*TASK TO COMPLETE*. Copy the data below exactly.

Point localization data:
***

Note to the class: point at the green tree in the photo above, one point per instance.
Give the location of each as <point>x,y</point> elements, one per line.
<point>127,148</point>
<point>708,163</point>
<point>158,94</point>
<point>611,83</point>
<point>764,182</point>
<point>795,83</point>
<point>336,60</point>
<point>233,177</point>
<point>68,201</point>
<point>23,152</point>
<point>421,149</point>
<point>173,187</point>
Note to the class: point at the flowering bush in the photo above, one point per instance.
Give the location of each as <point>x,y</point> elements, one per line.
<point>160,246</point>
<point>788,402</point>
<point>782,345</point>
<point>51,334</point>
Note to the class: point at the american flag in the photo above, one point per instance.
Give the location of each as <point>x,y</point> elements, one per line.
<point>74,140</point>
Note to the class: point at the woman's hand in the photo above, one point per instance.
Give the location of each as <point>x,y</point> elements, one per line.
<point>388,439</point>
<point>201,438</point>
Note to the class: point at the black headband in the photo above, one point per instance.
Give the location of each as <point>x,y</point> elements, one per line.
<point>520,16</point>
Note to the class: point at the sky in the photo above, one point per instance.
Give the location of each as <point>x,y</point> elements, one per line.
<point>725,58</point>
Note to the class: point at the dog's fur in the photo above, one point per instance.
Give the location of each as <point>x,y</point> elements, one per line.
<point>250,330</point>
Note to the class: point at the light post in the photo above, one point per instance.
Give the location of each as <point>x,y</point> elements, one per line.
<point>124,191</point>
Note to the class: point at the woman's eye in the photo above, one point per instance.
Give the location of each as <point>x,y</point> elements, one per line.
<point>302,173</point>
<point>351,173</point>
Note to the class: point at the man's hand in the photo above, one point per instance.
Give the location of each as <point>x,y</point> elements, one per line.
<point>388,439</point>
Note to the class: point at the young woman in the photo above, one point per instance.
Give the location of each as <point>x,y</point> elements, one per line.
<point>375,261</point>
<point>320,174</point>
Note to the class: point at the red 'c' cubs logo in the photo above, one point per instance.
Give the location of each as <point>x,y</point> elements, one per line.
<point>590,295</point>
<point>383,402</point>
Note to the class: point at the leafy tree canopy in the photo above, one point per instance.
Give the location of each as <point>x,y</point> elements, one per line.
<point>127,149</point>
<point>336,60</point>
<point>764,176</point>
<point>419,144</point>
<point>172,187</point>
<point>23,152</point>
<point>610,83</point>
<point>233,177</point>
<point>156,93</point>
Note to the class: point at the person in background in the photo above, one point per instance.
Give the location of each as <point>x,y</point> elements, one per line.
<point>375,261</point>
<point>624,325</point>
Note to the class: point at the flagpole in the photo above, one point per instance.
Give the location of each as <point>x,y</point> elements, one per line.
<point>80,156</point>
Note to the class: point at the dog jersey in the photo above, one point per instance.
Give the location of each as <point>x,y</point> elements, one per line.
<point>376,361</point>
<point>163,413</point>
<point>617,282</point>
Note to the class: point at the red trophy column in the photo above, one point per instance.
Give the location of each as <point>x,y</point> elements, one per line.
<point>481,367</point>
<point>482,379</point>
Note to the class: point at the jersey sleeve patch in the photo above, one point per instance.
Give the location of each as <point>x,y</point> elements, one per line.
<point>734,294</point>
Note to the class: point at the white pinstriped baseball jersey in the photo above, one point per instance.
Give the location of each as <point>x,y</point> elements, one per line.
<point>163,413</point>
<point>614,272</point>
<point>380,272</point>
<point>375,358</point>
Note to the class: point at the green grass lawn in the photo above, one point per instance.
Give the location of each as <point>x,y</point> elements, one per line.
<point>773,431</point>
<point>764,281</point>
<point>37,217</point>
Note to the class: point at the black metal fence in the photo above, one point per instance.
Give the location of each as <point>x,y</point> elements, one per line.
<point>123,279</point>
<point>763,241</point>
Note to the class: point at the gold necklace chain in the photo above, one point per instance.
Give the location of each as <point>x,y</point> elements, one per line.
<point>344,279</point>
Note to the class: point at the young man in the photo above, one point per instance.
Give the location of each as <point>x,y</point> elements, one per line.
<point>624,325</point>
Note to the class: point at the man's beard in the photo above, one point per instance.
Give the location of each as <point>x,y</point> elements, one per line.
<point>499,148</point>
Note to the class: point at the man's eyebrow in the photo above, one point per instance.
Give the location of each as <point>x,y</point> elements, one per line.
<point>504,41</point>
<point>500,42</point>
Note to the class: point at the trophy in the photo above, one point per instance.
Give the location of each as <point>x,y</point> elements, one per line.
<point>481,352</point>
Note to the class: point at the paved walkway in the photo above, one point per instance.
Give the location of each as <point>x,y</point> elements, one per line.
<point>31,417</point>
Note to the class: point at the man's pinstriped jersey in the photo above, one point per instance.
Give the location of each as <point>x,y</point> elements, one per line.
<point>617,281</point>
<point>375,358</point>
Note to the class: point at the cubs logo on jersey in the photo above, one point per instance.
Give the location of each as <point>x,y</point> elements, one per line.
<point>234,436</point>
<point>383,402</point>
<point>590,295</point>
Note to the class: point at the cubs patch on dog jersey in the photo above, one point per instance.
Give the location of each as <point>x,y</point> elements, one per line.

***

*ANSWER SECTION*.
Note to the class: point at the green tree in the photo above, one point per instance.
Give the location of each as <point>x,y</point> elements, one per line.
<point>127,148</point>
<point>708,163</point>
<point>158,94</point>
<point>611,83</point>
<point>764,182</point>
<point>795,83</point>
<point>336,60</point>
<point>233,177</point>
<point>68,201</point>
<point>23,152</point>
<point>421,149</point>
<point>173,187</point>
Note to the class: point at the flowering bush in the photo above, one point per instance.
Give the location of each as <point>x,y</point> elements, one per line.
<point>160,246</point>
<point>788,402</point>
<point>782,345</point>
<point>51,334</point>
Note to the class: point at the american flag in the photo above, one point per instance.
Give the location of each as <point>x,y</point> elements, one per line.
<point>74,140</point>
Note to the class: point at the woman's hand in the photo above, one point per instance.
Give the location of each as <point>x,y</point> elements, one per line.
<point>388,439</point>
<point>201,438</point>
Note to the class: point at the black headband in the photo above, one point per instance.
Give the location of each as <point>x,y</point> elements, one per line.
<point>520,16</point>
Note to the class: point at the sky in the photo above, one point per instance.
Give the location of each as <point>x,y</point> elements, one per line.
<point>725,58</point>
Note to the class: point at the dog's fur in the photo above, one point per instance.
Give the location of each as <point>x,y</point> elements, one per line.
<point>250,330</point>
Note to the class: point at the light post in the photo above, one point per instance.
Give the location of each as <point>x,y</point> elements, one per line.
<point>124,191</point>
Note to the class: point at the woman's eye in the photo above, one point per instance.
Give the location of each as <point>x,y</point> elements, one per line.
<point>302,173</point>
<point>351,173</point>
Note to the class: point at the man's hand in the photo above, one point per instance.
Give the location of each as <point>x,y</point> elements, one per line.
<point>388,439</point>
Note to the class: point at the young woman in the photo above, one point per instance.
Give the location of each as <point>x,y</point> elements, one per line.
<point>375,261</point>
<point>320,174</point>
Note to the class: point at the red 'c' cubs logo in the photo above, one point per instance.
Give the location of each as <point>x,y</point> elements, one per line.
<point>590,295</point>
<point>383,402</point>
Note to the class: point at the leafy tree canopy in the photo above, one point per instance.
Give the location of each as <point>x,y</point> elements, one per line.
<point>127,149</point>
<point>336,60</point>
<point>764,176</point>
<point>419,144</point>
<point>172,187</point>
<point>23,152</point>
<point>610,83</point>
<point>233,177</point>
<point>156,93</point>
Note to the class: point at the person in background in the photo above, one point per instance.
Give the location of each as <point>x,y</point> elements, one per line.
<point>375,261</point>
<point>624,325</point>
Note to the class: point at the flagpole in the photo above, one point per instance.
Give the location of each as <point>x,y</point> elements, one per line.
<point>80,156</point>
Note to the class: point at the dog jersey in the photo above, one point per instance.
Give the location of each as <point>x,y</point> elements, one per line.
<point>376,361</point>
<point>163,413</point>
<point>617,282</point>
Note to the class: point at the red trophy column in the photo above, one point per instance.
Give the location of each as <point>x,y</point> elements, one per line.
<point>481,367</point>
<point>482,379</point>
Note to the class: point at the jersey sleeve patch in the photo above, one point per instance.
Give the location of each as <point>x,y</point> elements, one per line.
<point>734,294</point>
Note to the class: point at the white pinstriped baseball jersey in the photo above, one point per instance.
Give the location of each as <point>x,y</point> elements, one per line.
<point>163,413</point>
<point>614,272</point>
<point>380,272</point>
<point>375,358</point>
Note to the class: point at the green grass lawn in the photo above, one point per instance.
Give the location of each as <point>x,y</point> elements, one per line.
<point>773,431</point>
<point>764,281</point>
<point>37,217</point>
Note to the class: point at the black metal fence in the photo above, one point per instance.
Give the location of each as <point>x,y</point> elements, one per line.
<point>123,279</point>
<point>763,241</point>
Note to the class: point at the gold necklace chain in the photo above, one point per instance.
Give the location of each as <point>x,y</point> elements, one per line.
<point>344,279</point>
Note to the class: point at the young man in the photo above, one point per instance.
Give the location of each as <point>x,y</point> elements, one per line.
<point>624,325</point>
Note to the class: point at the man's beard in the photo above, one point per instance.
Give the location of each as <point>x,y</point> elements, one per line.
<point>499,148</point>
Note to the class: point at the man's eyebrow in the photo above, one point per instance.
Give the location of each as <point>x,y</point> elements, one per line.
<point>504,41</point>
<point>500,42</point>
Note to the class: point at the trophy in the photo above, one point per instance.
Give the location of each as <point>x,y</point> elements, one per line.
<point>481,352</point>
Note to the class: point at the paved walkway in the photo above, one point per instance.
Give the location of each as <point>x,y</point> elements, one per line.
<point>31,417</point>
Note to the class: point at the man's pinstriped jersey in the photo above, one point per instance.
Give the location of each as <point>x,y</point> elements, one per line.
<point>617,281</point>
<point>375,358</point>
Note to the class: point at the cubs logo on jersey in the photo above, one point per instance.
Give the location of each as <point>x,y</point> elements, one per line.
<point>234,436</point>
<point>383,402</point>
<point>590,295</point>
Note to the class: point at the cubs patch on dog jersey in the photo above, one point per instance.
Give the location of each as <point>x,y</point> elements, one per line.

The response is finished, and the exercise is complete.